Short task ▸
Please lay out the rows below as a numbered list, skipping any blank lines and leaving the pictures out.

Given information ▸
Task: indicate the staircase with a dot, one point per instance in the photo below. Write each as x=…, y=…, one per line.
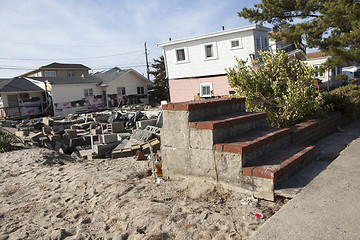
x=216, y=138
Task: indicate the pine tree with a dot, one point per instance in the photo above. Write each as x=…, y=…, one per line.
x=332, y=26
x=160, y=89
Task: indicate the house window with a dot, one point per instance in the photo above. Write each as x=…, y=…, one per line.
x=206, y=90
x=209, y=51
x=49, y=73
x=180, y=55
x=318, y=74
x=88, y=92
x=24, y=96
x=121, y=91
x=140, y=90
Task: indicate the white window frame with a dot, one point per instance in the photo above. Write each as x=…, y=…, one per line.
x=121, y=91
x=239, y=40
x=214, y=51
x=203, y=85
x=318, y=74
x=140, y=90
x=50, y=73
x=185, y=55
x=88, y=92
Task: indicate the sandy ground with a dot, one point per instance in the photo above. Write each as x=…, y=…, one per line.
x=44, y=195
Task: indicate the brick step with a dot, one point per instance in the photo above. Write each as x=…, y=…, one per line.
x=205, y=133
x=274, y=169
x=255, y=143
x=227, y=120
x=203, y=109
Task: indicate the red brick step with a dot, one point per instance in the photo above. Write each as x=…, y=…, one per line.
x=227, y=120
x=251, y=140
x=282, y=163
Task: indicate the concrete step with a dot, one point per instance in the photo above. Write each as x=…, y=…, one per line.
x=255, y=143
x=274, y=169
x=199, y=110
x=204, y=134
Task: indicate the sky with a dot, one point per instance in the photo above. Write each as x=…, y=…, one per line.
x=102, y=34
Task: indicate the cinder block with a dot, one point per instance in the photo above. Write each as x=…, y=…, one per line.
x=48, y=121
x=127, y=152
x=116, y=127
x=143, y=124
x=72, y=133
x=37, y=136
x=55, y=137
x=103, y=148
x=108, y=138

Output for this task ▸
1. Task: indicate the staircase with a dot, one point per instance in the photo below. Write each as x=…, y=…, one per line.
2. x=216, y=138
3. Task: indicate the pine tree with a dot, one point per instance in the photo above. Write each as x=…, y=…, one per line.
4. x=332, y=26
5. x=160, y=89
6. Task: indicate the house window with a dot, one point per instance in the photo above. Write each as x=…, y=…, one per line.
7. x=206, y=90
8. x=209, y=51
9. x=49, y=73
10. x=180, y=55
11. x=318, y=74
12. x=88, y=92
13. x=24, y=96
14. x=121, y=91
15. x=140, y=90
16. Task: indicate the white window frame with a dot, one point per instance in the photo above. Write each as x=…, y=…, one per line.
17. x=121, y=91
18. x=239, y=40
19. x=214, y=51
20. x=203, y=85
21. x=318, y=74
22. x=140, y=90
23. x=50, y=73
24. x=185, y=55
25. x=88, y=92
26. Task: indicate the sandy ground with a dot, one point per instance in the photo above. Write each as x=…, y=…, one per line.
27. x=44, y=195
28. Task: indicate the brick step with a dot, one point per instance in the photo above. Write each as x=…, y=…, one per line.
29. x=205, y=133
30. x=274, y=169
31. x=255, y=143
32. x=227, y=120
33. x=203, y=109
34. Task: indicate the red brick step with a dot, one point per instance in the photo above. Write each as x=…, y=…, one per line.
35. x=227, y=120
36. x=251, y=140
37. x=282, y=163
38. Task: indicate the concrete step with a dot, one point per instance in the photo above. Write each as x=…, y=…, one per line.
39. x=255, y=143
40. x=274, y=169
41. x=199, y=110
42. x=204, y=134
43. Task: indicate the sky with a dot, one point per instance in the photo above. Write each as x=…, y=…, one per line.
44. x=102, y=34
45. Task: indicate the cinder block with a dot, one point per instance in the photo above. Write each as x=…, y=…, one per line.
46. x=48, y=121
47. x=127, y=152
48. x=116, y=127
49. x=143, y=124
50. x=72, y=133
51. x=37, y=136
52. x=55, y=137
53. x=103, y=148
54. x=108, y=138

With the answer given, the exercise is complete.